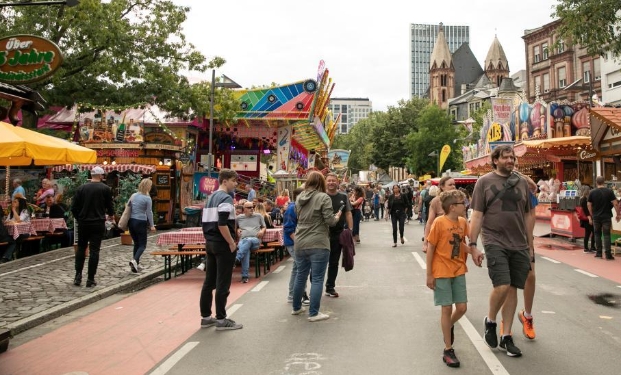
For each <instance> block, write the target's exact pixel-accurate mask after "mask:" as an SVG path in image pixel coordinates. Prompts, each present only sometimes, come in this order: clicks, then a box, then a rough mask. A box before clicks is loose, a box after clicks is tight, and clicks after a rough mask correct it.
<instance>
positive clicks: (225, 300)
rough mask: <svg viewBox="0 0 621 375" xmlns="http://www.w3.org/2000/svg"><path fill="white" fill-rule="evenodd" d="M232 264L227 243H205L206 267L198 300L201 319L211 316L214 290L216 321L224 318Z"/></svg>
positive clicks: (230, 291)
mask: <svg viewBox="0 0 621 375" xmlns="http://www.w3.org/2000/svg"><path fill="white" fill-rule="evenodd" d="M233 264H235V252H231V249H230V248H229V244H228V243H226V242H216V241H212V242H207V266H206V269H205V282H203V288H202V289H201V298H200V310H201V316H202V317H203V318H207V317H209V316H211V312H212V310H211V305H212V303H213V301H214V295H213V290H214V289H215V290H216V295H215V301H216V319H224V318H226V301H227V299H228V297H229V294H230V293H231V291H230V290H231V277H232V276H233Z"/></svg>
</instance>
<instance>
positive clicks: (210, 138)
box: [207, 69, 241, 177]
mask: <svg viewBox="0 0 621 375" xmlns="http://www.w3.org/2000/svg"><path fill="white" fill-rule="evenodd" d="M216 87H225V88H227V89H239V88H241V86H240V85H238V84H237V83H236V82H235V81H233V80H232V79H230V78H229V77H227V76H225V75H224V74H223V75H222V82H216V70H215V69H212V70H211V98H210V100H209V154H208V155H207V165H209V177H211V171H212V169H213V154H212V150H211V148H212V143H213V97H214V96H215V95H216Z"/></svg>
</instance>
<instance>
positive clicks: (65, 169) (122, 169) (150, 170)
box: [52, 164, 155, 174]
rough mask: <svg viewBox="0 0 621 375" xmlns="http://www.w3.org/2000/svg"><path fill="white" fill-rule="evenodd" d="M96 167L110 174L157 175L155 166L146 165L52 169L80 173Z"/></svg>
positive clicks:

════════════════

**TASK STATEMENT**
Filter the entries and keep only the lines holding "rough".

**OUTPUT FOR THIS TASK**
For each <instance> block, write the target's exact pixel-accurate mask after "mask:" as an SVG path in image pixel coordinates. Prompts, each present only sometimes, come in this order: clicks, then a box, then a rough mask. A box before clicks is loose, a box after clicks is tight, and clicks after a rough mask correct it.
rough mask: <svg viewBox="0 0 621 375" xmlns="http://www.w3.org/2000/svg"><path fill="white" fill-rule="evenodd" d="M232 264L227 243H205L206 267L198 300L201 319L211 316L214 290L216 321L224 318Z"/></svg>
rough mask: <svg viewBox="0 0 621 375" xmlns="http://www.w3.org/2000/svg"><path fill="white" fill-rule="evenodd" d="M96 167L110 174L157 175L155 166L146 165L52 169L80 173Z"/></svg>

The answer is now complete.